**EXERCISE DESCRIPTION:**
Repeat the listing exactly as given, omitting every image.

####

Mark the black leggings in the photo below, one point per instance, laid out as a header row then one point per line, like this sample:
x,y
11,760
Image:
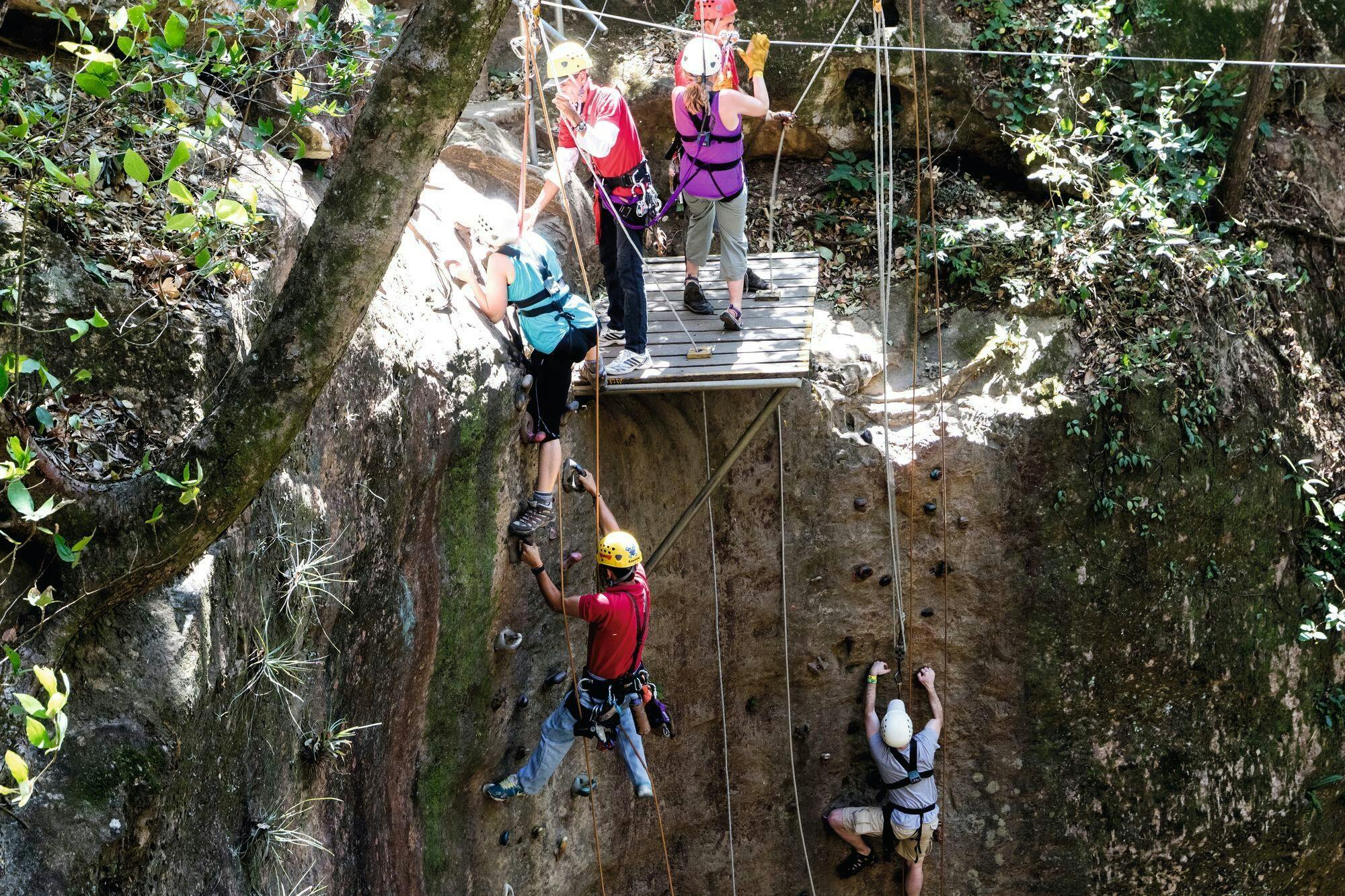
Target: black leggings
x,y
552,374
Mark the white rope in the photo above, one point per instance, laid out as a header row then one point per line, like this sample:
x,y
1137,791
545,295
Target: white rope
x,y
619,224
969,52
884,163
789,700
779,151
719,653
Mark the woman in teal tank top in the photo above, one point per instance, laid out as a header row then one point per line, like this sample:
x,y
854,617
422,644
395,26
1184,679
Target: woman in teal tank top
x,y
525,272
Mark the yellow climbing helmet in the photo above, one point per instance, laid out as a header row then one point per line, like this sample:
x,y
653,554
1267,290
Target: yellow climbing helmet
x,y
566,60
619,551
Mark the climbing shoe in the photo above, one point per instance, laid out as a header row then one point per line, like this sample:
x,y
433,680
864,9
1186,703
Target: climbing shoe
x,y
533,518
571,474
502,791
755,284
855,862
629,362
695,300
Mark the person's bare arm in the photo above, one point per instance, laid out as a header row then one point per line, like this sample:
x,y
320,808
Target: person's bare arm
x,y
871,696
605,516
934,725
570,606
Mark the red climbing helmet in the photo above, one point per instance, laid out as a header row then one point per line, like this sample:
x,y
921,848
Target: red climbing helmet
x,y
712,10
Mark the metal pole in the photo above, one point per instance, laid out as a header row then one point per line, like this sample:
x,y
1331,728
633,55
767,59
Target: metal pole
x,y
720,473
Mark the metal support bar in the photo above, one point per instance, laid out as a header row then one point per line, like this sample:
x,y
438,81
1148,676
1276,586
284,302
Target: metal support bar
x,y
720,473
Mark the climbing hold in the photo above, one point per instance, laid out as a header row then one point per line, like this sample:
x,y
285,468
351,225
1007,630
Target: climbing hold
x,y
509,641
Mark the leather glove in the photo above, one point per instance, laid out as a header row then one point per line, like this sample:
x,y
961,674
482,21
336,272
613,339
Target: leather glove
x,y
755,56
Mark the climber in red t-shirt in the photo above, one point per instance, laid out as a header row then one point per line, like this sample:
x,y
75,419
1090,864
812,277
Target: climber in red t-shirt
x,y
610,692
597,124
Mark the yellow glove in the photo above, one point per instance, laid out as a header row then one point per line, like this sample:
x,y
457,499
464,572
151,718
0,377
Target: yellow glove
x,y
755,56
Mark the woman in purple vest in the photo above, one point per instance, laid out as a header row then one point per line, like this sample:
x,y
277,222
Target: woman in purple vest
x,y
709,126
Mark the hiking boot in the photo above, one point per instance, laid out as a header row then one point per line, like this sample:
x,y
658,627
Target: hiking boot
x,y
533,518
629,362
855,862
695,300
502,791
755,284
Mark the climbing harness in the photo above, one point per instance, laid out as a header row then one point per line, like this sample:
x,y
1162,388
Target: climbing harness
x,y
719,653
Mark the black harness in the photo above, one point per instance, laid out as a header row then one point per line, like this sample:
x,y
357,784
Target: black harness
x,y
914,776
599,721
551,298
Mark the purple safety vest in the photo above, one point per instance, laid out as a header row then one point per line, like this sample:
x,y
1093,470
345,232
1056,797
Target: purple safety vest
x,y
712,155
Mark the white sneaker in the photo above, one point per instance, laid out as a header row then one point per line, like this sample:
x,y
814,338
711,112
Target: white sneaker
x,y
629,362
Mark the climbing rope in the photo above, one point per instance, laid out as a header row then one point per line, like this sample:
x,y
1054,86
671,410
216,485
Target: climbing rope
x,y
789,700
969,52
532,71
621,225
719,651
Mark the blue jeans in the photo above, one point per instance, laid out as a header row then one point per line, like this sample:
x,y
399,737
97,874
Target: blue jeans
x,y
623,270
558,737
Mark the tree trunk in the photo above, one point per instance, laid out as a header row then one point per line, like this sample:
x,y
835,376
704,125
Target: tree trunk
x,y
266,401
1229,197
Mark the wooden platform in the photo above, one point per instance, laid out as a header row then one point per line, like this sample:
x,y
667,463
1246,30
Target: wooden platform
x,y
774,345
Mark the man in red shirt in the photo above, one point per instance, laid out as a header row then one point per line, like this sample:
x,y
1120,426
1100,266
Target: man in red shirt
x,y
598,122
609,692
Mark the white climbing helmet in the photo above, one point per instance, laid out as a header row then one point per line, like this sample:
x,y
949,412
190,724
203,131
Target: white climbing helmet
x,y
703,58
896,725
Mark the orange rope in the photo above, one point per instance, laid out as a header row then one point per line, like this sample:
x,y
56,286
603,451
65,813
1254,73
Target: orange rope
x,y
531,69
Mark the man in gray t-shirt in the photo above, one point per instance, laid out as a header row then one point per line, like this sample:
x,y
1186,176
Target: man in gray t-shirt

####

**COMPLETED TASK:**
Mark the black leggings in the photo below, one point per instance, laid out as a header row then one point per line, like this sample:
x,y
11,760
Image:
Target: black leggings
x,y
552,374
Mark the white rope in the photo above, one point per instance, laid out as a header row then one point per line, like this sample:
x,y
1137,791
545,295
Target: white rope
x,y
619,224
969,52
884,163
789,700
779,151
719,653
Mark the woman in teal tank top in the photo above, one point per instance, laid out as a header row then one point per line, like this sample:
x,y
854,617
422,644
395,26
1184,679
Target: woman in teal tank top
x,y
525,272
Mark the yellow climbing helmet in the photo above, one point per instance, laid out as a header row then one point per line, like this sample:
x,y
653,554
1267,290
Target: yellow climbing helmet
x,y
566,60
619,551
Mark the climbing shoe in the photo above, one point per instance, laid out as a header row then one point per line, like this sample:
x,y
433,680
864,9
1186,703
Target: climbing shoe
x,y
533,518
571,474
502,791
755,284
855,862
629,362
695,300
Mark the person's bare arm in the photo above, one point per instance, laid out as a header row then one point per line, like this sample:
x,y
320,808
Target: person's bare arm
x,y
871,696
605,516
934,725
570,606
Mark the red climbing helmet in the photo above, one point per instance, laid out as a header row then one point per line, like this sample:
x,y
921,848
Target: red climbing helmet
x,y
712,10
Mark the metal pole in the photo above, one point per instance, laid out as a header row then one point per line, like this sample:
x,y
1331,728
633,55
767,59
Target: metal pole
x,y
720,473
Mark the metal support bar in the photo above, one point per instance, laid out as a header row then one point per line, like this sample:
x,y
438,81
1148,676
1276,586
284,302
Target: metal support bar
x,y
720,473
Mark the climbing hold in the photo above, one point per instance, laid out as a header row then one point per line, like this sample:
x,y
285,468
351,225
1007,630
Target: climbing hold
x,y
509,641
Mark the leather glove in the photo above, one point per instance, laid out as a header row then one point per line, like this sample:
x,y
961,674
482,21
336,272
613,339
Target: leather glove
x,y
755,56
Mark the climber in red t-shirt in the photo above, one point per instance, laid out as a header row then one point per line, like this sample:
x,y
75,419
1090,864
812,277
Target: climber in red t-shirt
x,y
610,692
597,124
Mark the yellow glove in the photo above, one point per instance, laid out as a header row then one point per line, like this sample:
x,y
457,499
464,572
151,718
0,377
Target: yellow glove
x,y
755,56
Mark the woman in purple vest in the photo above, one point per instance, laid out as a header row then one point per line, like this sample:
x,y
277,222
Target: woman in purple vest
x,y
709,126
Mark the hiking boot in the photo above, one point per instance, laid out as a header row then one point per line, like this sample:
x,y
658,627
Target: hiking boot
x,y
533,518
629,362
855,862
695,300
502,791
755,284
Mark the climbing harness in the photo above, one point per instance, laid out as a header row then one point per line, like this sample:
x,y
1162,388
Target: climbing harness
x,y
719,653
Mark the black harness in the photo above, one point per instance, laid out as a header row then one point per line, like this sample:
x,y
357,784
Target: black harness
x,y
914,776
599,721
551,298
Mark the purple safety vest in the photo above, one point per instance, laid out as a header row then one point per line, like this sample:
x,y
1093,470
345,232
1056,797
Target: purple safety vest
x,y
712,155
Mark the white sneaker in the photo above, one point per instance, laid out as a header row then one point per line, like this sample:
x,y
814,338
711,112
Target: white sneaker
x,y
629,362
Mark the climbing rope in the photo above, one point per instance, laid out as a header row then one point per line, like this sample:
x,y
1054,86
671,410
216,485
Target: climbing rope
x,y
789,700
969,52
532,71
621,225
719,651
Mark the blue jeans in the photo above, one point per instance, laid out as a header row then one point per line, like this sample:
x,y
399,737
97,874
Target: blue jeans
x,y
623,270
558,737
Mark the tree trunk in the photo above, one point per instance, laid out as a header row then one point per line, like this sample:
x,y
835,376
704,125
Target: tree trunk
x,y
266,401
1229,197
Mark the wooden platform in the photo above, one point per instance, laid out as a header row then one point per line, like this sample:
x,y
667,463
1246,30
Target: wooden platform
x,y
774,345
Mark the man in red shirt in the photo above, one point per instance, laid out as a header row then one point per line, like this sample:
x,y
1120,426
1100,266
Target: man in red shirt
x,y
598,122
609,692
Mark the white climbing helmet in the photo above, one point per instance, laid out as a header row then one point per line, like this sample:
x,y
949,412
190,724
203,131
Target: white climbing helmet
x,y
703,58
896,725
Mark the orange rope in the photo above, one point per instance, laid out as a header row then one point per line, like this sample:
x,y
56,286
603,451
65,813
1254,73
Target: orange rope
x,y
531,69
Mark the man in gray t-shirt in the photo above, one point per instance, laid out as a header row then one point per line, like this sample:
x,y
1186,176
Target: man in gray t-shirt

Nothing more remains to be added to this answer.